# Extrait
"""

Après de longs mois de travail, les 150 citoyennes et citoyens de la Convention citoyenne pour le climat (CCC) organisée en France ont rendu leur rapport en juin 2020, proposant 149 mesures constituant un programme d’action pour permettre à la France de tenir son engagement de réduction de ses émissions de gaz à effet de serre de 40 % en 2030 (par rapport à 1990) dans un esprit de justice sociale. Au moment où le gouvernement va transmettre au Parlement un projet de loi inspiré par ces propositions, il est essentiel que le débat public qui s’engage permette de rendre justice aux messages politiques de la CCC . C’est à cette condition que cette expérimentation hors normes permettra de faire progresser la qualité de la décision publique, la cohérence entre les engagements ambitieux à long terme et les mesures prises à court terme, mais aussi de consolider les processus démocratiques plutôt que de les affaiblir. Pour cela, il convient de revenir sur les objectifs et les caractéristiques clés du processus et du résultat de cette expérience délibérative exceptionnelle dans le contexte français.

Dans quel objectif lancer un processus délibératif de cette ampleur ?

Si le mandat de la CCC était clair, son statut para-institutionnel, décidé de manière exceptionnelle par le Président de la République face à la crise des Gilets Jaunes et à l’urgence climatique, a été source de controverses1 . En particulier, ce dispositif visait-il à contourner le Parlement pour produire lui-même la loi, dans une vision où une assemblée de citoyens tirés au hasard serait investie de la même légitimité qu’une assemblée élue ? Cela constituerait une évolution extrêmement profonde des institutions de notre système politique, qu’un Président de la République n’a pas le mandat de décider seul, et qui mériterait un débat public très approfondi. Si de nombreux parlementaires et spécialistes des institutions politiques se sont émus de ce risque de contournement, il semble que la CCC soit aujourd’hui davantage perçue par les parlementaires eux-mêmes2 et dans les déclarations du Président de la République3 comme un complément au Parlement, mais sans se substituer à lui.

Dans cette vision d’un processus délibératif qui vient compléter les institutions de la démocratie représentative, proche de celle ayant présidé à l’assemblée citoyenne irlandaise souvent présentée comme un modèle du genre, les objectifs d’un tel dispositif sont de trois ordres.

"""

# Tâches à réaliser
a: Transcrivez à l'identique la portion de l'extrait sur la Convention citoyenne pour le climat allant de "Dans cette vision" jusqu'à "de trois ordres.".
b: Selon l'extrait sur la Convention citoyenne pour le climat, combien de mesures le rapport rendu en juin 2020 propose-t-il ?
c: Reprenez l'extrait sur la Convention citoyenne pour le climat là où il s'arrête et poursuivez-en la rédaction.
Le matériel présenté ensuite est distinct de l'extrait et n'en fait pas partie.

# Segment de données
"""

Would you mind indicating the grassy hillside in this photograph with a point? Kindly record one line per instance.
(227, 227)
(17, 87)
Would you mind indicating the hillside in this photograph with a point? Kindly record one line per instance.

"""

# Résultats attendus
a:
Dans cette vision d’un processus délibératif qui vient compléter les institutions de la démocratie représentative, proche de celle ayant présidé à l’assemblée citoyenne irlandaise souvent présentée comme un modèle du genre, les objectifs d’un tel dispositif sont de trois ordres.

b: Il en propose 149.

c:
D’abord, un objectif cognitif, visant à compléter la connaissance experte des problèmes et des solutions proposées par l’expertise d’usage et la connaissance « profane » des situations vécues par les personnes qui vont devoir mettre en œuvre les décisions publiques ou qui vont être touchées par leur mise en œuvre. Dans cet objectif, le dispositif délibératif est d’autant mieux conçu qu’il est capable de faire entendre l’intelligence de situations individuelles très diverses, notamment de personnes qui se disent ou dont on sait qu’elles sont difficilement représentées par les élus et les experts. Le nombre de 150 et la grande attention donnée à assurer la plus grande diversité de situations géographiques, économiques et socioculturelles des membres de la convention étaient ainsi essentiels, même s’il ne s’agit évidemment pas d’une représentativité statistique (non pertinente dans ce cadre puisqu’il ne s’agissait pas d’un sondage).

Ensuite, un objectif performatif. En assurant que les personnes qui vont devoir mettre en œuvre une décision ont été associées dès l’amont au cadrage du problème et des solutions, on peut se donner les moyens d’assurer leur adhésion à la décision collective qui va être prise. Si un tel objectif peut sembler atteignable à l’échelle d’un quartier ou d’une commune, il ne pouvait être assigné à une convention de 150 personnes à l’échelle d’un pays de 67 millions d’habitants, même si l’intention générale de la convention était effectivement de mieux associer l’ensemble de la population française à la décision sur l’action pour le climat4 .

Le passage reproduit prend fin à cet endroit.